Consigne A ->
Recopiez fidèlement un passage de l'extrait sur l'employabilité : commencez aux mots « E & C : Employabilité » et arrêtez-vous après « ses critiques. Pourquoi ? ».
Consigne B ->
D'après l'extrait sur l'employabilité, à quelle époque ce terme est-il apparu en France ?
Consigne C ->
Résumez sous forme de liste le paragraphe de l'extrait qui commence par « Apparu en France dans les années 1960 », sans perdre ses faits principaux.

Extrait ->
Crédit photo Marie-Madeleine Sève

Apparu en France dans les années 1960, et de plus en plus présent dans le langage politique, patronal ou syndical, le terme polysémique d’employabilité interroge. Plus illusoire qu’opératoire, il tend à faire porter sur l’individu la responsabilité de sa carrière et de son chômage, à l’heure où les emplois font défaut. De plus, il aggrave l’individualisme et la concurrence en entreprise.

E & C : Employabilité est un terme passé dans le langage courant, mais sur lequel, l’ouvrage collectif que vous venez de diriger ne ménage pas ses critiques. Pourquoi ?

Documents sources ->
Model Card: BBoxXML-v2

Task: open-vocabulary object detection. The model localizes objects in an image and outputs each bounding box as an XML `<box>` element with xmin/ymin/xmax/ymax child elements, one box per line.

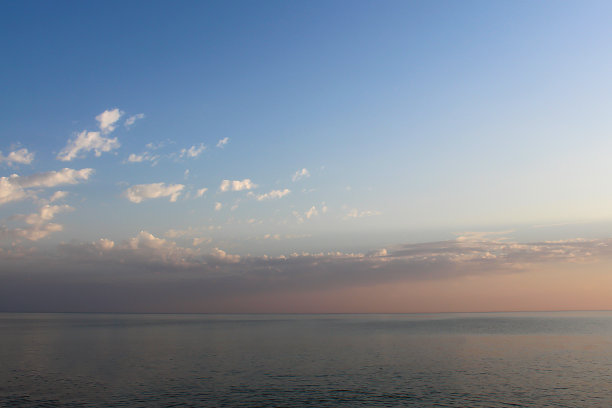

Réponse A ->
E & C : Employabilité est un terme passé dans le langage courant, mais sur lequel, l’ouvrage collectif que vous venez de diriger ne ménage pas ses critiques. Pourquoi ?

Réponse B ->
Dans les années 1960.

Réponse C ->
- Le terme polysémique d'employabilité est apparu en France dans les années 1960 et s'impose de plus en plus dans le langage politique, patronal ou syndical.
- Il est plus illusoire qu'opératoire.
- Il tend à faire porter sur l'individu la responsabilité de sa carrière et de son chômage, alors que les emplois font défaut.
- Il aggrave l'individualisme et la concurrence en entreprise.